In case you might want to sign up, this is what’s supposed to happen at Robotics Connect:

Robotics Connect 2017

Save the date for Venture Cafe’s Robotics and Artificial Intelligence (AI) mini-conference, “Building Markets for Artificial Intelligence”, taking place on September 28, 2017.

From ground, sea, and air, explore Boston firms solving real world challenges and developing the robotics market. This special ‘conference night’ event seeks to bring together the brightest minds who are building, funding, and innovating in the Greater Boston area’s robotics and AI communities.

Come prepared to not only hear the best ideas and see the latest technologies but also to participate in building Boston’s robotics innovation.

Oh, the urgency! Take a bunch of hypercompetitive entrepreneurs and VCs, mix well with Silicon Valley envy and craft beer, and soon half the country will be on the fast lane to the unemployment office, as numbly noted by the referenced CB Insights article (actually from Inc 9/11/17), an op-ed, by Lisa Calhoun, a partner at Valor Ventures:

Tech Isn’t the Biggest Driver of Artificial Intelligence Acquisitions. This Is.

Why John Deere, Qualcomm, NASDAQ and more join ranks of big companies snapping up AI.

Up top we read:

Last week, for example, agriculture leader John Deere offered $305 million to acquire a 60 person AI startup that sprays herbicide. … This summer, companies like Lyft, Hubspot, NASDAQ, Qualcomm, Workday, Meltwater, and ServiceNow bolted on new AI companies.

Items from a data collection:
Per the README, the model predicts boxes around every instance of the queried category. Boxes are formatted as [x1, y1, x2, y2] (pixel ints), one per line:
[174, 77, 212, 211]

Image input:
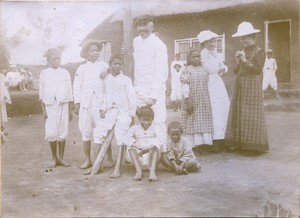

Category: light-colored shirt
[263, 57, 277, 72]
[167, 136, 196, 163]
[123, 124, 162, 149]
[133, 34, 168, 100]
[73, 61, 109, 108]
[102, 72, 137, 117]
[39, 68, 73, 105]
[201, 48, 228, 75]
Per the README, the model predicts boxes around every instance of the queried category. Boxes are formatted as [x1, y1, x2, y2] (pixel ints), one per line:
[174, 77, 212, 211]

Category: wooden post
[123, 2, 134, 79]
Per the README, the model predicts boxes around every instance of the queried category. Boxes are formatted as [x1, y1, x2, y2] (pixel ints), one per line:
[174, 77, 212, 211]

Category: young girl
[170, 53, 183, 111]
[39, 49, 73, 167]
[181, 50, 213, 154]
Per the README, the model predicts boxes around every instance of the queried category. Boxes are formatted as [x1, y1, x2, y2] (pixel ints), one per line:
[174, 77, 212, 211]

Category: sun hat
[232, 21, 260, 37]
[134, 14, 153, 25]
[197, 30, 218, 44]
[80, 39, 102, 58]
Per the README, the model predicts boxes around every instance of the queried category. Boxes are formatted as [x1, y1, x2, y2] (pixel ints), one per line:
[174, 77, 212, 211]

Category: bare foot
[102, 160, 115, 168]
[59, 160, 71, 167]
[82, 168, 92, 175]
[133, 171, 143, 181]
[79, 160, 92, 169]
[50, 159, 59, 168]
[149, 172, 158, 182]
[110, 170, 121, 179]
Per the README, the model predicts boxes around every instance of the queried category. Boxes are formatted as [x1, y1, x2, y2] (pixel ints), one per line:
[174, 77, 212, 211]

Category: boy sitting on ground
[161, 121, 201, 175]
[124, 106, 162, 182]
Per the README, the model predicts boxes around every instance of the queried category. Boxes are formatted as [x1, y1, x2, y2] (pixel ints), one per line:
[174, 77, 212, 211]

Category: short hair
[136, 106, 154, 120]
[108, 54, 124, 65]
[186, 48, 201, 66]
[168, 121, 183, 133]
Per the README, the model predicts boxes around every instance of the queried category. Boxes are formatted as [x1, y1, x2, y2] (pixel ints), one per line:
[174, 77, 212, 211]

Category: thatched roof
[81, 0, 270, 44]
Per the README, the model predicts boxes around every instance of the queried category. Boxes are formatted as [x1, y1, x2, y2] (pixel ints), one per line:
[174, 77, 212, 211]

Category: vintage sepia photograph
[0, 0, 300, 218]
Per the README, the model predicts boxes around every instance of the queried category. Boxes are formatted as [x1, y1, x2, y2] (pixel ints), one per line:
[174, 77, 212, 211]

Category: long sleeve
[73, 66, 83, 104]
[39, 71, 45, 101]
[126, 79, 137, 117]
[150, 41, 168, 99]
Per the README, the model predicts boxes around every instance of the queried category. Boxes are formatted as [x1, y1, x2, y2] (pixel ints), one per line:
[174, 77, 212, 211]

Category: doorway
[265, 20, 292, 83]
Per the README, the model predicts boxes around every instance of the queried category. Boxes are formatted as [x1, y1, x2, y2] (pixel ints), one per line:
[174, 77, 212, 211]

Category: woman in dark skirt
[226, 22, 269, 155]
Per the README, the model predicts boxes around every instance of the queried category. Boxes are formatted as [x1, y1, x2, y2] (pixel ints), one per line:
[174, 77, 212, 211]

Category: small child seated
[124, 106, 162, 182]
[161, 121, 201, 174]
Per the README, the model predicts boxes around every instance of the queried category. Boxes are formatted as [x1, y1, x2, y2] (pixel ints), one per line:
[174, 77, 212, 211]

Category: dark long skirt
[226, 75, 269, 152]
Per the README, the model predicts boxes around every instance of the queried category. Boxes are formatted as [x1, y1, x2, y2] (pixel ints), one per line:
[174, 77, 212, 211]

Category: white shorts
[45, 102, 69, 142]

--

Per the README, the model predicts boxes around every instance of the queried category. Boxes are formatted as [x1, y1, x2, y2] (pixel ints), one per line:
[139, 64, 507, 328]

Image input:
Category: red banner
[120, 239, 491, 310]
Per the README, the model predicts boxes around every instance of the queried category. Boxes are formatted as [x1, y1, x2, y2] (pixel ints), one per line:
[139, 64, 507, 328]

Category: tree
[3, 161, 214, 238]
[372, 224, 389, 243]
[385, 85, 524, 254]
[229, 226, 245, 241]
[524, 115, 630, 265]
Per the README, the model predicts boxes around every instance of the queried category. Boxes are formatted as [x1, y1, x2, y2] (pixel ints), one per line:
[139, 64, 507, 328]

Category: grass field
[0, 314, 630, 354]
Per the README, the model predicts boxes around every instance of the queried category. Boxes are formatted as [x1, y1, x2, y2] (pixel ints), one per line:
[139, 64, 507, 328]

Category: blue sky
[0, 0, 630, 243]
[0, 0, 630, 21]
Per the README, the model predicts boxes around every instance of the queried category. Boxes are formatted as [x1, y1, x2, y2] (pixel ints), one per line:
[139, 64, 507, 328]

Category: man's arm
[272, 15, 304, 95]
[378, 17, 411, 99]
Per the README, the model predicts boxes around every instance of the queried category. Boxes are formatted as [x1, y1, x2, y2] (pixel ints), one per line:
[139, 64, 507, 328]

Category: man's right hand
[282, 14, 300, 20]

* Tasks for this exercise
a: Translate this sentence from the Robotics Connect piece into Spanish: "Come prepared to not only hear the best ideas and see the latest technologies but also to participate in building Boston’s robotics innovation."
b: Carry on the Robotics Connect piece, picking up after its last sentence.

* Answers provided
a: Vengan preparados no solo para escuchar las mejores ideas y ver las tecnologías más recientes, sino también para participar en la construcción de la innovación robótica de Boston.

b:
Scan the headings and you’ll see why AI is being shoved down our throats:

The soaring price of proven AI talent

It’s not just the tech, but also the talent, that’s driving deals. …

People still solve problems, even artificial intelligence problems.

Companies are also using AI acquisitions to help research extending their core business. …

…Finishing with (emphasis mine):

It’s just the beginning of the artificial intelligence funding wars.

There are several fronts. In recruitment, the top 20 AI recruiters already spend upwards of $650 million a year looking for AI talent, according to recruiter Paysa. In finance, there is almost $700 million invested in undeployed private equity scheduled to be invested in the next handful of years, much of it trained on strategic tech acquisitions, according to Pitchbook. In politics and economics, Vanguard’s chief global economist Joe Davis recently predicted 47% of jobs will be automated away. Governments are grappling with protecting workforces and GDP even as some top global economists are saying automation makes GDP irrelevant.

Only thing is certain: before many of the promises of artificial intelligence are realized, more heroic sums will be spent paving the way and hopefully, protecting the many whose jobs are directly affected.

Sweet of this venture vulture to worry about the poor workers, whom government will have to wipe off the pavement after capital sweeps them out the door. Because it’s inevitable that AI will take over all sectors of the economy. Oh yeah, robots too.

Inevitable in the sweep of history or inevitable because all that matters is financial ROI? As smart as these people are, they seem oblivious to their Pavlovian response high-tech innovation. Having been conditioned to salivate at the smell of money that capital dangles before them, they become addicted to serial entrepreneurship. Their boosting and boasting flim-flams the media and market- and decision-makers, who in turn brainwash we the peeps into believing this is good for us, that we truly look forward to having our jobs and brain functions rendered redundant as soon as in/humanly possible.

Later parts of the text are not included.